TASK GOAL: Copy out, word for word, the part of the material below that opens with the line containing "For each instance of the blonde" and closes with the line containing "pixel 667 59", including both of those lines.

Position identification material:
▽
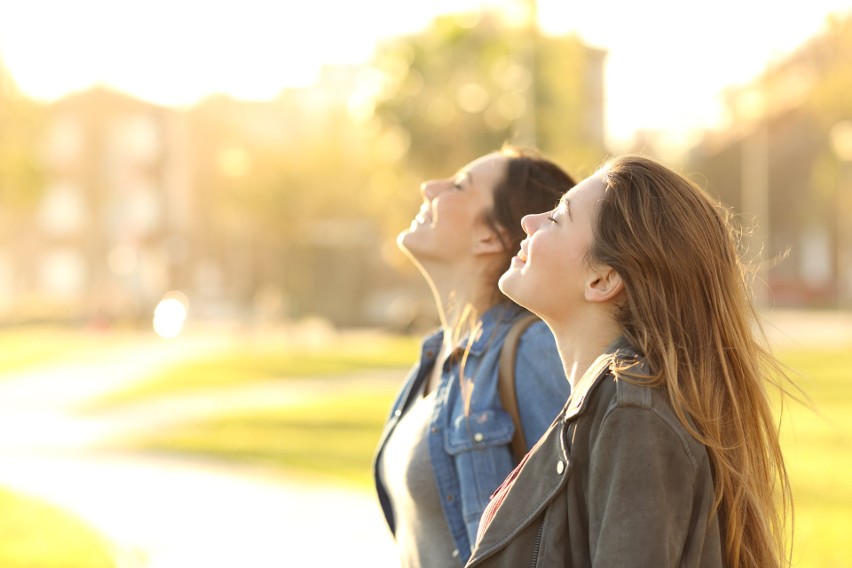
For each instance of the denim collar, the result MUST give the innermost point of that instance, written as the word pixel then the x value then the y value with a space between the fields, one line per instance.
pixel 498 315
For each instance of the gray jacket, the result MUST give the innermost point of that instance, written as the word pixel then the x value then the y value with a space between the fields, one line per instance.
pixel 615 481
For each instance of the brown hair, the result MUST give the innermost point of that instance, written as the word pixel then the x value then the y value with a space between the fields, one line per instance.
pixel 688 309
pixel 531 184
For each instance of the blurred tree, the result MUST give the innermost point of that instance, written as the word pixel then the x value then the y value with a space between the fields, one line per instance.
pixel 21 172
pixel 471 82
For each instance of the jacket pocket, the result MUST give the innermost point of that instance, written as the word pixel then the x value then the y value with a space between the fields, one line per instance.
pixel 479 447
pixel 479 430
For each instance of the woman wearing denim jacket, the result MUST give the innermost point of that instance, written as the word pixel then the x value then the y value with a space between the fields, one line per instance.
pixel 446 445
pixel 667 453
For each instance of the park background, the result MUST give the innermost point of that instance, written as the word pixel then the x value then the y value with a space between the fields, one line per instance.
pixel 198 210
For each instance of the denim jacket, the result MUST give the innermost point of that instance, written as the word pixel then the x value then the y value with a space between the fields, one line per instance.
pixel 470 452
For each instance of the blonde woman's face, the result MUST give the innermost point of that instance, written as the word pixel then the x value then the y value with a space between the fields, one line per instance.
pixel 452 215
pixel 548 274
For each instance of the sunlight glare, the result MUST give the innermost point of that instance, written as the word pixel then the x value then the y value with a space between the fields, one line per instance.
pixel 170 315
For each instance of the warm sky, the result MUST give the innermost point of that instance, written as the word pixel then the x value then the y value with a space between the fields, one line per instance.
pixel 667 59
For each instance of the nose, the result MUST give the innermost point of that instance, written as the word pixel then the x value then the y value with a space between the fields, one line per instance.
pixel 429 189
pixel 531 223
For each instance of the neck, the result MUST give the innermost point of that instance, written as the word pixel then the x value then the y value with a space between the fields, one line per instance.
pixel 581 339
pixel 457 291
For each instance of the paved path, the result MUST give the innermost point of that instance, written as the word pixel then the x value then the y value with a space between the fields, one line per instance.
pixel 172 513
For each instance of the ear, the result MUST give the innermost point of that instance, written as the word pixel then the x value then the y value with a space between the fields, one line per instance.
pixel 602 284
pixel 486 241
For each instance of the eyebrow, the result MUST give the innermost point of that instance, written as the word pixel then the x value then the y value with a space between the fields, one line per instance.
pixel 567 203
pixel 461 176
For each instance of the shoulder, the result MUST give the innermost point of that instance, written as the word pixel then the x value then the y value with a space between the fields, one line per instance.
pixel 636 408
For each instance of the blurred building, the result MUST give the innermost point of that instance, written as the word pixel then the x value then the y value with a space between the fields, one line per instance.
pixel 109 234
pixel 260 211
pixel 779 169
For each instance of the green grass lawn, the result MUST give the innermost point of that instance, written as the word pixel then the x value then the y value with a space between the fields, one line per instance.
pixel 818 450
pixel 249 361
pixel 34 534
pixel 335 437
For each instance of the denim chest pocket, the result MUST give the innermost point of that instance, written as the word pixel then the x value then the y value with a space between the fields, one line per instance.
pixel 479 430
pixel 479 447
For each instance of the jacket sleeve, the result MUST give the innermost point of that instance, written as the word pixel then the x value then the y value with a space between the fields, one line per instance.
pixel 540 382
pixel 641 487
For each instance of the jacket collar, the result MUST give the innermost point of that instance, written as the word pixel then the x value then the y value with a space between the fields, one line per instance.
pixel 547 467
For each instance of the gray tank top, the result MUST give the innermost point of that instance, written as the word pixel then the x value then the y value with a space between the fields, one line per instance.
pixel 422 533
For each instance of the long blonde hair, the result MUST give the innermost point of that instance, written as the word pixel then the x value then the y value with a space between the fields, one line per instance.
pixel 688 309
△
REPLY:
For each instance of the blonde woman's face, the result MUST give the innermost point of that instance, written as the word pixel then the x value then the y value with a space between the fields, one line per instance.
pixel 452 215
pixel 548 274
For each instance of the sunlight glare, the result MUST give the innermost point of that instance, written as the word pixel then the x value then the y value with a space between the fields, one line per instance.
pixel 170 315
For each instance of the warm sky, the result MUST give the innermost point of that instance, written as the word pixel then the x value then the y value with a space between the fields, one line per instance.
pixel 667 59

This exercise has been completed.